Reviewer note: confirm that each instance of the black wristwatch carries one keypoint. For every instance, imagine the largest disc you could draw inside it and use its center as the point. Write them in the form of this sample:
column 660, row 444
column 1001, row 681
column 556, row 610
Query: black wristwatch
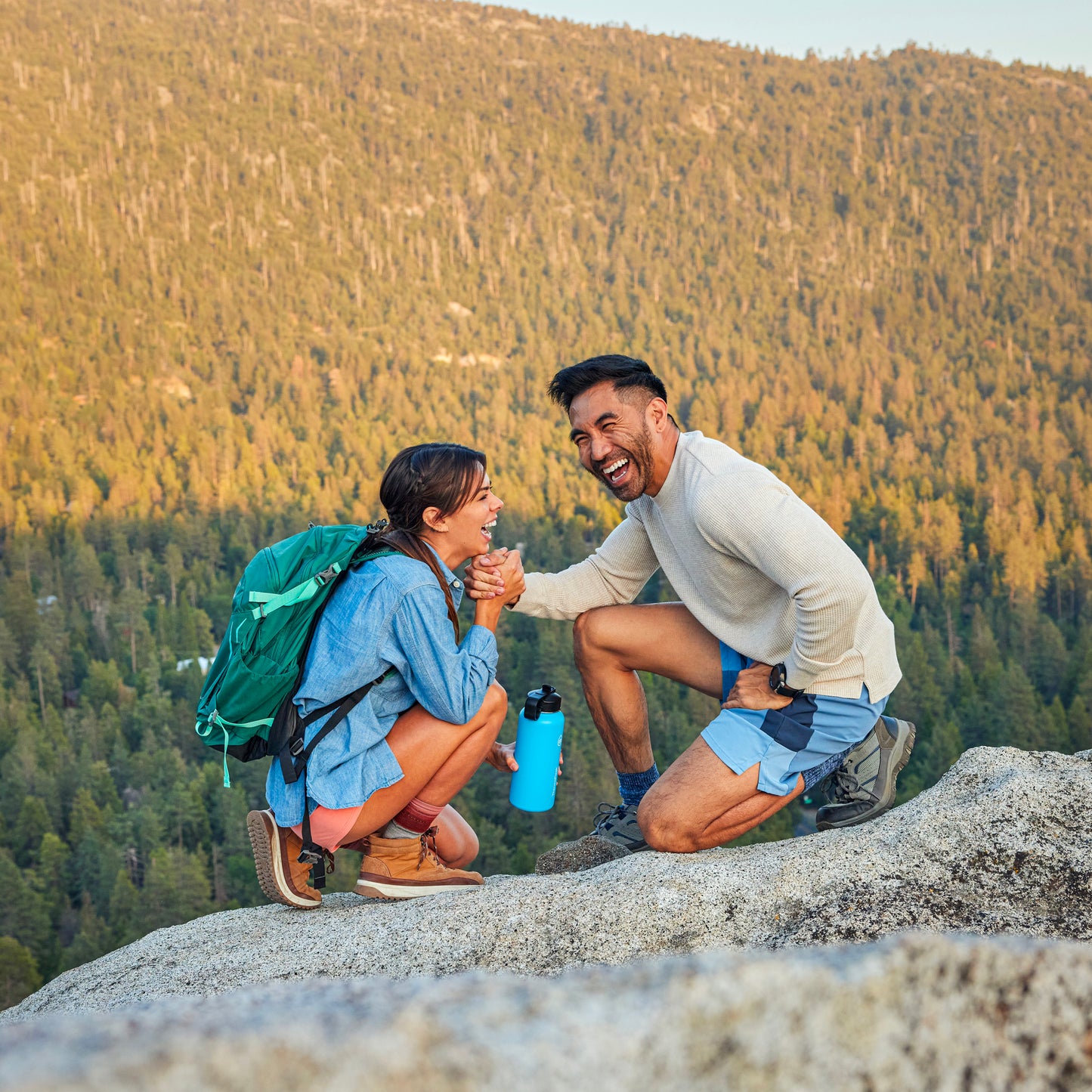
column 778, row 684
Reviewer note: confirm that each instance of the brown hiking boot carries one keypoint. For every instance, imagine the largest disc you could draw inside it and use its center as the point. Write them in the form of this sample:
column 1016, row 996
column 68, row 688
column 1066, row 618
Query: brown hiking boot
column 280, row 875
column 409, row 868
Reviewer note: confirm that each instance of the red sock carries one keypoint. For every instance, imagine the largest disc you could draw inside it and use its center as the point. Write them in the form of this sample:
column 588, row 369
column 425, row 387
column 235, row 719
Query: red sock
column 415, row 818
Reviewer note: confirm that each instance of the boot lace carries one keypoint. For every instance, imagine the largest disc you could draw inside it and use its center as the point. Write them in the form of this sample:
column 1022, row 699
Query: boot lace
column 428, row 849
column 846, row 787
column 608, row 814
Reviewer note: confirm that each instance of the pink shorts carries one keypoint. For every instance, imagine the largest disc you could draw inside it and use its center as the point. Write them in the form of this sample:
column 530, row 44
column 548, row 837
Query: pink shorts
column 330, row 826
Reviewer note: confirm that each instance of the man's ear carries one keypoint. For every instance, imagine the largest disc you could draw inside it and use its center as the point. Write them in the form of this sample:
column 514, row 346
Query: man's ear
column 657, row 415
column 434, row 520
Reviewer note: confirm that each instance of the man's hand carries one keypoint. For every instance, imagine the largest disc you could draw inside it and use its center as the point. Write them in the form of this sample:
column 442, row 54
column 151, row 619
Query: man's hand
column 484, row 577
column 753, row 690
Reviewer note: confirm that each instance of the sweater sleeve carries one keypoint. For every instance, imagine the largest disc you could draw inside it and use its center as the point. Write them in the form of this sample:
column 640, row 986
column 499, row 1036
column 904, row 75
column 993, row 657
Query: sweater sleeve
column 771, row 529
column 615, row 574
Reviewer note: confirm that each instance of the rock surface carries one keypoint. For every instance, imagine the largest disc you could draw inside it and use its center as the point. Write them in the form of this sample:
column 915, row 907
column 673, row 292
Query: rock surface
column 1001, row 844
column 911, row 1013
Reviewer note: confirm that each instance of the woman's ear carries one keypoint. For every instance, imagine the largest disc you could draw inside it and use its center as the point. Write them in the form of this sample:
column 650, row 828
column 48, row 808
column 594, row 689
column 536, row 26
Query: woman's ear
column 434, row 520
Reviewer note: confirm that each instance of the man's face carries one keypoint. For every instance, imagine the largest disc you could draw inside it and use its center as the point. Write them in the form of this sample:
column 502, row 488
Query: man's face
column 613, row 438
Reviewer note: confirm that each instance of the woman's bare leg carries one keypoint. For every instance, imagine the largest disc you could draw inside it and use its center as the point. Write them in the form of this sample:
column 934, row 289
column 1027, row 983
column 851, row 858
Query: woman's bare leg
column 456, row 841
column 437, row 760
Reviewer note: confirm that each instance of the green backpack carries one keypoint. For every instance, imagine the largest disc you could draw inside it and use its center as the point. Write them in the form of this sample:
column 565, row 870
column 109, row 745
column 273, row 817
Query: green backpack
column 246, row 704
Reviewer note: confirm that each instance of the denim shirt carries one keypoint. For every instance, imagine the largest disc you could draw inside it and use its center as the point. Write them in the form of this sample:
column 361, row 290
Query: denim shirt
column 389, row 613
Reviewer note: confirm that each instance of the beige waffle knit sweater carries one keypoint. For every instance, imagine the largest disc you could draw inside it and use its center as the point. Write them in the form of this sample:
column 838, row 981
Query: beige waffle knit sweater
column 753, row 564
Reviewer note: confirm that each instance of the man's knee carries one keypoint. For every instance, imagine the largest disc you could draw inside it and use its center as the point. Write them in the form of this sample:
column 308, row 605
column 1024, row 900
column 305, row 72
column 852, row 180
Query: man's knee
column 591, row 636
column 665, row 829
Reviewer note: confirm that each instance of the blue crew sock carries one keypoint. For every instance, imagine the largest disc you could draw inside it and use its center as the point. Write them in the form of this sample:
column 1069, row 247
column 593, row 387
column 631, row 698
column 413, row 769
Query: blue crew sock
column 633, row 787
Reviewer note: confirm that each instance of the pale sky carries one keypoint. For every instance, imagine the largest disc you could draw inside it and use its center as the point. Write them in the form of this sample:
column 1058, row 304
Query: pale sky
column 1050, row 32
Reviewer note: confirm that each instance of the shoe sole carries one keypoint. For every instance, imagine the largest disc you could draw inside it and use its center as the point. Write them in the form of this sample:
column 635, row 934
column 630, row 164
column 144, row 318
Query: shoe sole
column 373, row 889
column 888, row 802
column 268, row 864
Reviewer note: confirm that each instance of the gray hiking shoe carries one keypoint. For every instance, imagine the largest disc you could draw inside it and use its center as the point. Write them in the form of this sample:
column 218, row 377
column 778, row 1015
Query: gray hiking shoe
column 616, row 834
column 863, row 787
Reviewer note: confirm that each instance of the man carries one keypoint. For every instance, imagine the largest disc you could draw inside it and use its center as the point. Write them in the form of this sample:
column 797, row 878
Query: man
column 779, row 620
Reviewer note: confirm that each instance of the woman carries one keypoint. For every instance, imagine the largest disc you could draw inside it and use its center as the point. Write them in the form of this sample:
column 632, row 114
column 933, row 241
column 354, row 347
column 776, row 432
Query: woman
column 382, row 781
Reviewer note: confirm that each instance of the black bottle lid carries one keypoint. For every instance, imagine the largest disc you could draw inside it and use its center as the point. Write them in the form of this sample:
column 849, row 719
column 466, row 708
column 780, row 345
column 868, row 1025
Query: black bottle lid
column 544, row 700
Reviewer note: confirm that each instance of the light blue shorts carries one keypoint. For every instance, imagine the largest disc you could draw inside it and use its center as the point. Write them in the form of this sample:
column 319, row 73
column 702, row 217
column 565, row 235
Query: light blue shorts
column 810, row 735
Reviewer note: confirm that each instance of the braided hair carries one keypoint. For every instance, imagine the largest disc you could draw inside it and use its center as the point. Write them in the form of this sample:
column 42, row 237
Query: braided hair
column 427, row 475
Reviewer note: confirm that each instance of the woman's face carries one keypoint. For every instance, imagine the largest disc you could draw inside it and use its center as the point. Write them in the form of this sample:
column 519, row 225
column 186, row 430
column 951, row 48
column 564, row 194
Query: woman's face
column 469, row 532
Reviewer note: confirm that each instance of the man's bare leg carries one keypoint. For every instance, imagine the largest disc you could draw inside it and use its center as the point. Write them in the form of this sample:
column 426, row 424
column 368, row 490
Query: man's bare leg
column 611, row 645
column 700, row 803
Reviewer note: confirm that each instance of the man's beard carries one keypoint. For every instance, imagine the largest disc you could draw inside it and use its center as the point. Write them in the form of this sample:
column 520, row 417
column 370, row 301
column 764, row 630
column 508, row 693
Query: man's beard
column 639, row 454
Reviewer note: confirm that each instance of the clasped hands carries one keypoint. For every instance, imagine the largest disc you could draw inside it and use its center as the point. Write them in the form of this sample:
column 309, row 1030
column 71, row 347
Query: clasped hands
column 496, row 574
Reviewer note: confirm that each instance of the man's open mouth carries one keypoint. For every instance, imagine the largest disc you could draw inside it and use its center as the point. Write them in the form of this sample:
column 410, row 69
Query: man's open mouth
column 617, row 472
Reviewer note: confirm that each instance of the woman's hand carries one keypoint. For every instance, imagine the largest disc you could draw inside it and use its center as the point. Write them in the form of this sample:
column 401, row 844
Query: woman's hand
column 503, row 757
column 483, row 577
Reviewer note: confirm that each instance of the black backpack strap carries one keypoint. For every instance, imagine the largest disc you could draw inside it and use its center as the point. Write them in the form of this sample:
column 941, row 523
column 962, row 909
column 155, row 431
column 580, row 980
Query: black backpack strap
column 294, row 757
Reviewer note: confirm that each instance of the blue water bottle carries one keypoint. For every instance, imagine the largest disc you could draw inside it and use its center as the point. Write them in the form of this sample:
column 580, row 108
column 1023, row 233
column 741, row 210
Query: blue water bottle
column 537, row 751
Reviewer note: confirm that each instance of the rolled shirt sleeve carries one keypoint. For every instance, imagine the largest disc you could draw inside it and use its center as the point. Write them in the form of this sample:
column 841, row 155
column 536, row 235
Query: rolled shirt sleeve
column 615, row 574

» **TASK REQUIREMENTS**
Would you please output only the lines from the start of the material above up to and including the line with "column 68, row 688", exactly as they appear and without pictures?

» **YOUR SOLUTION**
Reviewer note: confirm that each instance of the black wristwatch carries one keypoint. For every instance, imagine the largest disc you could draw inside it and use its center as the point. Write them in the form of this sample:
column 660, row 444
column 1001, row 681
column 556, row 610
Query: black wristwatch
column 778, row 684
Reviewer note: confirm that each instance of the brown hiking boot carries one keypoint. For every instance, imagine the largest disc you could draw inside it and use its center as the point. Write them in the form of this sample:
column 1016, row 996
column 68, row 688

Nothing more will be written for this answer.